Frank and Louie
- Species: Cat
- Breed: Ragdoll
- Sex: Male
- Born: September 8, 1999 North Grafton, Massachusetts, United States
- Died: December 4, 2014 (aged 15) North Grafton, Massachusetts
- Known for: World's oldest diprosopus cat
- Owner: Martha "Marty" Stevens

= Frank and Louie =

World's oldest diprosopus cat (1999-2014)

Frank and Louie, sometimes referred to as Frankenlouie (September 8, 1999 – December 4, 2014), was a diprosopus (also known as "janus" or "two-faced") cat known for his unusual longevity. He was named by the Guinness Book of World Records as the longest surviving janus cat in 2012.

==Early life==
Frank and Louie was born in September 1999. A breeder brought Frank and Louie to the Cummings School of Veterinary Medicine at Tufts University since the kitten was born with two faces, a condition called diprosopus. The kitten was initially not expected to live beyond a few days, as janus animals usually die within that time-frame. Veterinary nurse Martha "Marty" Stevens took the kitten home to care for it anyway and ended up tube-feeding him for 3 months. Frank and Louie eventually learned to eat on his own and "thrived".

Frank and Louie was born with one brain, but had two faces, two mouths, two noses, and three blue eyes. He had only one functional mouth, however, with the other being born without a bottom jaw. He had one esophagus, connected to the mouth with both jaws. His middle eye was non-functional and did not blink, which made "Frank and Louie appear to be staring even when his other eyes are closed".

==Title==
In 2012, the Guinness Book of World Records recognized Frank and Louie as the world's oldest living janus cat. This was an uncommon distinction because most janus cats die within days. Armelle deLaforcade of the Cummings School of Veterinary Medicine stated, "The condition itself is very rare, and I think that the fact that this cat became an adult, a healthy adult, is remarkable".

* [Information]:
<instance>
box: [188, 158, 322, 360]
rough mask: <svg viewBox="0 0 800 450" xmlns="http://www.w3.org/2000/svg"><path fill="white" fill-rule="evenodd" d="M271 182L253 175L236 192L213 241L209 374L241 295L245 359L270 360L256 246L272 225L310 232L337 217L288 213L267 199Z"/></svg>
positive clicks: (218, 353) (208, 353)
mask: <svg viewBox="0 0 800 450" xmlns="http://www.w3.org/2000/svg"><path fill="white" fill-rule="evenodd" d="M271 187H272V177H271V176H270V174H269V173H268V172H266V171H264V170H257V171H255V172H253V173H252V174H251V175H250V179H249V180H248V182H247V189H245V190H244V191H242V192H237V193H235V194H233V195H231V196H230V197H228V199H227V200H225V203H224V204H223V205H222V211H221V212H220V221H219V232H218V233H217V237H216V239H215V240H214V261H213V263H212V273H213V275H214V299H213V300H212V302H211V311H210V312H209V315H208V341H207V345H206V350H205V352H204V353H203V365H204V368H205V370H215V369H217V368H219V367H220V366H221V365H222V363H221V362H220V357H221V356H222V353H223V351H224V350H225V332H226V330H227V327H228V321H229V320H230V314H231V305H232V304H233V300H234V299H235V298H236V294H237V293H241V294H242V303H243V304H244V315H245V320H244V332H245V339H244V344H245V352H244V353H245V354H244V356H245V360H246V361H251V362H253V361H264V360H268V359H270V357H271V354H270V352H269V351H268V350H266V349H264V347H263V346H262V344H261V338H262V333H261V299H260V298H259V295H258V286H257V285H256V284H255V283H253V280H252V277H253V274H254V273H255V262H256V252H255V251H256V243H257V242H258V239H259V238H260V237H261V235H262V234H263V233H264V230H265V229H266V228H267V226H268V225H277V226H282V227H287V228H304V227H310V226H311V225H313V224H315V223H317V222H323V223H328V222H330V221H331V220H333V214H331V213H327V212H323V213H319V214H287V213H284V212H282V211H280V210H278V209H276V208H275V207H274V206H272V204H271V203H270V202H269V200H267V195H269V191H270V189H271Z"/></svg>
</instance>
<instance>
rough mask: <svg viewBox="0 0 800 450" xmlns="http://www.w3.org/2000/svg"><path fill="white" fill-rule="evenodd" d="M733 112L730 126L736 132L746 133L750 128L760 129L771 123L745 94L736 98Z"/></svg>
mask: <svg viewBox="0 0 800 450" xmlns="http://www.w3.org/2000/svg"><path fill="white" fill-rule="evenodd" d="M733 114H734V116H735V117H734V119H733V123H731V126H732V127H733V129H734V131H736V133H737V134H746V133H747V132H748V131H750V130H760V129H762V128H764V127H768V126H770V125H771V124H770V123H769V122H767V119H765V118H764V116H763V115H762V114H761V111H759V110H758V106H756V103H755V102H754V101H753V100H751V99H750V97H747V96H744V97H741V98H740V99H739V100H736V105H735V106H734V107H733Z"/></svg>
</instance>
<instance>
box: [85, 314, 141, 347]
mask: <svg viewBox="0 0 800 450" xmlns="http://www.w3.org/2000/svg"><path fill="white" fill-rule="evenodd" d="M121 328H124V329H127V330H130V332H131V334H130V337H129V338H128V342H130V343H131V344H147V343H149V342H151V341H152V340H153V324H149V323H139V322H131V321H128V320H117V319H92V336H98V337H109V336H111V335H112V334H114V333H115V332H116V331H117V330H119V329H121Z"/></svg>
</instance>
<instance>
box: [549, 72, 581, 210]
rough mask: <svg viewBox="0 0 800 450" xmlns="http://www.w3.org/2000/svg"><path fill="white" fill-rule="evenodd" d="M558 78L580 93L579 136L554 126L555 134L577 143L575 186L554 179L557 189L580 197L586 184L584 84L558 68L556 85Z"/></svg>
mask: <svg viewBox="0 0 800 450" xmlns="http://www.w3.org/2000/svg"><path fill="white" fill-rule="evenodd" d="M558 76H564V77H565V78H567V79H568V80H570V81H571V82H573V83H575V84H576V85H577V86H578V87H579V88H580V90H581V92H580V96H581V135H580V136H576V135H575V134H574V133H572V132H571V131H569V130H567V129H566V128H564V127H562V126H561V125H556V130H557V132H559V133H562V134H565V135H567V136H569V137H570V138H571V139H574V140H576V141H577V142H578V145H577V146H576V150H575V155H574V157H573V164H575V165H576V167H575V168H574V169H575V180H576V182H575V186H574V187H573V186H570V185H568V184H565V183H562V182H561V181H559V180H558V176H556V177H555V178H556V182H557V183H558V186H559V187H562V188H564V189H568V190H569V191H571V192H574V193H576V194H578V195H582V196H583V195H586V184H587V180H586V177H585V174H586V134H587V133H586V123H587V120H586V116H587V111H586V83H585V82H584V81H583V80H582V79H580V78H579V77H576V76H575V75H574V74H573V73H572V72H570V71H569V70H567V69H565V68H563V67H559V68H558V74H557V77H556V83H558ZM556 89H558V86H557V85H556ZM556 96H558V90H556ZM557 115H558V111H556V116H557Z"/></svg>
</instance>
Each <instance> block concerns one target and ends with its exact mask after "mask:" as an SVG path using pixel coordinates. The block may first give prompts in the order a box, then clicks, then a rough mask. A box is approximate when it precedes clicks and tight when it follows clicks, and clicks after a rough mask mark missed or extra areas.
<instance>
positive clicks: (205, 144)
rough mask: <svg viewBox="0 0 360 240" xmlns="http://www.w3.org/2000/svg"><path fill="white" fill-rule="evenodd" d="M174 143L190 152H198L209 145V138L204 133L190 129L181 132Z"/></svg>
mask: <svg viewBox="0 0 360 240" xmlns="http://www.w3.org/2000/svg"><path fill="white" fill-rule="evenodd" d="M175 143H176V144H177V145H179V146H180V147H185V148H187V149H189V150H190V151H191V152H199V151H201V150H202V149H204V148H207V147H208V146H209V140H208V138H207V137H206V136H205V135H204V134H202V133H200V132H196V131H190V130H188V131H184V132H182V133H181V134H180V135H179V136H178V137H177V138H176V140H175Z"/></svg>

* [Instructions]:
• a. According to the Frank and Louie article, for how long did Martha "Marty" Stevens tube-feed the kitten?
• b. Repeat the Frank and Louie article word for word from "Frank and Louie, sometimes" to "cat in 2012.".

* [Results of the tasks]:
• a. For 3 months.

• b.
Frank and Louie, sometimes referred to as Frankenlouie (September 8, 1999 – December 4, 2014), was a diprosopus (also known as "janus" or "two-faced") cat known for his unusual longevity. He was named by the Guinness Book of World Records as the longest surviving janus cat in 2012.